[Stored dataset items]
--- Start ---

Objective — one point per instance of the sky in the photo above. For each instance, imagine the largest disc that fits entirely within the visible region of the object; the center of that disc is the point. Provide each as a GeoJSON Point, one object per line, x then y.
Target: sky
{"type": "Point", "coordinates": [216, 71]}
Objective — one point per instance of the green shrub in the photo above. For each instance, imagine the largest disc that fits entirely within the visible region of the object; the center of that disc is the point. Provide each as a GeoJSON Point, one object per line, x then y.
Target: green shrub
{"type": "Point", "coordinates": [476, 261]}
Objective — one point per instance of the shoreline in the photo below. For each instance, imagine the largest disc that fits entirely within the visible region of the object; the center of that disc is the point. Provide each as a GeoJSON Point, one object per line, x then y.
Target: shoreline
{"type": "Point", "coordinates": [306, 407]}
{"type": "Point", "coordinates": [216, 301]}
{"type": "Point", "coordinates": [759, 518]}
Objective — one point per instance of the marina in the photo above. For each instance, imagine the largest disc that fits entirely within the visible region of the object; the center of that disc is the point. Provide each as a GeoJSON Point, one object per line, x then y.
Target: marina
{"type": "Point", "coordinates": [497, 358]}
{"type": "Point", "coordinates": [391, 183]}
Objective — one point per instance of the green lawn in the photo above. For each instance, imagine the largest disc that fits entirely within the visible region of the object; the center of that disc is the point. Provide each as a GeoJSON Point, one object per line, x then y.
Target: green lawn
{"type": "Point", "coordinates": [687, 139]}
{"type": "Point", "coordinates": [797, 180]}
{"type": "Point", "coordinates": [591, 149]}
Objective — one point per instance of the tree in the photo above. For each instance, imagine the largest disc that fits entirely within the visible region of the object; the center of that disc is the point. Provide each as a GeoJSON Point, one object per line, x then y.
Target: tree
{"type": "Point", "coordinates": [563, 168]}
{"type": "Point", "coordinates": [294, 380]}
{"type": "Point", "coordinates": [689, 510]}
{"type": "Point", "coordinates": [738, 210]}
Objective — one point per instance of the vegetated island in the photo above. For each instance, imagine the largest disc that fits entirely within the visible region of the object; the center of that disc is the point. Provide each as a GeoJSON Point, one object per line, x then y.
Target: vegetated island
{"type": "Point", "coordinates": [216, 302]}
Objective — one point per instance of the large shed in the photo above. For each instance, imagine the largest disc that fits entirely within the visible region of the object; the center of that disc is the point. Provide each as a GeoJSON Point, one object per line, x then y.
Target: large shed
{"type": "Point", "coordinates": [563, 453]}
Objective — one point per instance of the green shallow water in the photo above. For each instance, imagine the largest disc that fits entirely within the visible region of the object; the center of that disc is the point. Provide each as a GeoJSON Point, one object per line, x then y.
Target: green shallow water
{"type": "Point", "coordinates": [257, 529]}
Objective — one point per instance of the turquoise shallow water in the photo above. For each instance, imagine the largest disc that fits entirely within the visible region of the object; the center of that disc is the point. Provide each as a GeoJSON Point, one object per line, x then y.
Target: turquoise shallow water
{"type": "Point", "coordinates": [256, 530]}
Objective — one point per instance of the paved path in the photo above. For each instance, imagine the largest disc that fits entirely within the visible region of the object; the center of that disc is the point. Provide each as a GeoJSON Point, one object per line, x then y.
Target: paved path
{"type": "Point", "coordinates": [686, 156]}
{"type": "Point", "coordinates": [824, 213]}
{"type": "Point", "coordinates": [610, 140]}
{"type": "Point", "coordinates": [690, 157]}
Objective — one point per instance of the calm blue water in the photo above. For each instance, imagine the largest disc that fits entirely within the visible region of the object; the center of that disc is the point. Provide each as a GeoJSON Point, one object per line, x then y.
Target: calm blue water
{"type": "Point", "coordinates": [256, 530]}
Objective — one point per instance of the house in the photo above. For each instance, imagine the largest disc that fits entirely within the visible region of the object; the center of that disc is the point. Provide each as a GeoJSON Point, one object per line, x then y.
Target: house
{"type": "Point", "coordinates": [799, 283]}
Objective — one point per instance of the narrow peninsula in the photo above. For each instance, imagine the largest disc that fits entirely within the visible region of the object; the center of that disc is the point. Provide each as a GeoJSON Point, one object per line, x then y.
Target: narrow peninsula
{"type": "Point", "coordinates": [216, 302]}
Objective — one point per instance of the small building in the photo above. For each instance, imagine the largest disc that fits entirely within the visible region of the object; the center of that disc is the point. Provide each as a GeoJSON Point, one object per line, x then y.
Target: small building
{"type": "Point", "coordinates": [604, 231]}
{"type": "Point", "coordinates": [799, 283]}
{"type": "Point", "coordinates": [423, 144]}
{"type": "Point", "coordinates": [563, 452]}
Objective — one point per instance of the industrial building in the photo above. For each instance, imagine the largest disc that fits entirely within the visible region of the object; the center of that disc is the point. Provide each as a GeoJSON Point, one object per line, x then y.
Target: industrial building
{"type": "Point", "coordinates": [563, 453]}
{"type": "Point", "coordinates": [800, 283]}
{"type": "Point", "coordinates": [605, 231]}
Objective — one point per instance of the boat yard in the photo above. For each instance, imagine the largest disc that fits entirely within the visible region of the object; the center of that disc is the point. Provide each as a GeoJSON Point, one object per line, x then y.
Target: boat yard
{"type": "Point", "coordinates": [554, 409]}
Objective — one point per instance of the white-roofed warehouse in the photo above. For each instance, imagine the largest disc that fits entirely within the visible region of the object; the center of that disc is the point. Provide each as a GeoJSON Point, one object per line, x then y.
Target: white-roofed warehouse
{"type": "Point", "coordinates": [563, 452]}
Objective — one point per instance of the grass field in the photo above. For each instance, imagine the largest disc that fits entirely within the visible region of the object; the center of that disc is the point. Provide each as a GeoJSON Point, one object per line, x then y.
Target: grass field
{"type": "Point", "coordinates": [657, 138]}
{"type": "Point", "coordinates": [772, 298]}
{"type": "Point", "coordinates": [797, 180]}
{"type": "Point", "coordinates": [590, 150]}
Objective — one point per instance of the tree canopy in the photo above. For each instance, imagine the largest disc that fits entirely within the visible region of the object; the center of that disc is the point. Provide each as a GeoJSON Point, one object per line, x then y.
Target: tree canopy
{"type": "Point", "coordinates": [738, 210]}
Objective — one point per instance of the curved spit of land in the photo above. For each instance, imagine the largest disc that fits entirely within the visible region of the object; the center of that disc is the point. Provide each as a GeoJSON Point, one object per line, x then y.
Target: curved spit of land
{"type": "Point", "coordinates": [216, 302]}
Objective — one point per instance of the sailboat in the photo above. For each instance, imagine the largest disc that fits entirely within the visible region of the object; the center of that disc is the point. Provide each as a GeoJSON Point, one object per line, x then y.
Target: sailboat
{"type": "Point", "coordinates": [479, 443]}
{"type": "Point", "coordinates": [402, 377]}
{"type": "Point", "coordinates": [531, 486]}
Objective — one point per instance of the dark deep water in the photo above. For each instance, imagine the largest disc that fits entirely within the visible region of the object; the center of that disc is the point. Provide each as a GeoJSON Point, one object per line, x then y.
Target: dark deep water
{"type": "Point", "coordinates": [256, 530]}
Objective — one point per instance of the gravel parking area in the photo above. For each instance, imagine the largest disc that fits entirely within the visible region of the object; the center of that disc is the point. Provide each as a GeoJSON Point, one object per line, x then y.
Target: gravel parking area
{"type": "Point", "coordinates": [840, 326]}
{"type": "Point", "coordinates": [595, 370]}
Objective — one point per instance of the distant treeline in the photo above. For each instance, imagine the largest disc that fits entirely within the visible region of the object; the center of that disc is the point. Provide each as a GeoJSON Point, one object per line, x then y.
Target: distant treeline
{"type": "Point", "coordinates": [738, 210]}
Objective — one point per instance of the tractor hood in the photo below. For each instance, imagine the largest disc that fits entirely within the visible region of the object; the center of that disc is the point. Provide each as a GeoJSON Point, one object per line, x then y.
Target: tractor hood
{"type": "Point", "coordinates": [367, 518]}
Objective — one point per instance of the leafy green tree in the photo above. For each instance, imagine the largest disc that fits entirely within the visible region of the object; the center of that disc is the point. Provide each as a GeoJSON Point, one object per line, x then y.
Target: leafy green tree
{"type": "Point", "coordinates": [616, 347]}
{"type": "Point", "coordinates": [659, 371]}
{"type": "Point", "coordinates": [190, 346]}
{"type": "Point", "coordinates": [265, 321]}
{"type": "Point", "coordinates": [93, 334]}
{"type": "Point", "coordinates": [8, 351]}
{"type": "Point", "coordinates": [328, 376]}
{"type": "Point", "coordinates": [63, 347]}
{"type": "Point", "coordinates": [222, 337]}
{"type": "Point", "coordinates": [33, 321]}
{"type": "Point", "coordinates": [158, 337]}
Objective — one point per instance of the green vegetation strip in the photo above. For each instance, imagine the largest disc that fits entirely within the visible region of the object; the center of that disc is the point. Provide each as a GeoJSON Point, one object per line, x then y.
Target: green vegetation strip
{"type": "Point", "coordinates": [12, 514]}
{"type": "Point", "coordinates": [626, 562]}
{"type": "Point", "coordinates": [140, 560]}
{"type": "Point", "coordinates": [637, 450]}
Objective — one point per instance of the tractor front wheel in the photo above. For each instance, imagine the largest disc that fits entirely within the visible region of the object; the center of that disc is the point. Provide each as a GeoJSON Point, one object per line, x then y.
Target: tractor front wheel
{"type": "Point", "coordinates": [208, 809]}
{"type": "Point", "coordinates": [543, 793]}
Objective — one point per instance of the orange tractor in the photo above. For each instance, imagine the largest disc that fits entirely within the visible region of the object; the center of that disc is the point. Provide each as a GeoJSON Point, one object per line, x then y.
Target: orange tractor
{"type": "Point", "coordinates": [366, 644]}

--- End ---

Render the data between the line containing "Objective — one point per instance of the large" and the line containing "Target: large shed", inclusive, as a numbered list, leaving out any blank lines.

EXERCISE SOLUTION:
1. Objective — one point per instance of the large shed in the photo above. For each instance, imagine the largest disc that fits entirely within the visible region of the object; the center of that disc is the point. Provide each as a GeoJSON Point, one object per line, x then y.
2. Target: large shed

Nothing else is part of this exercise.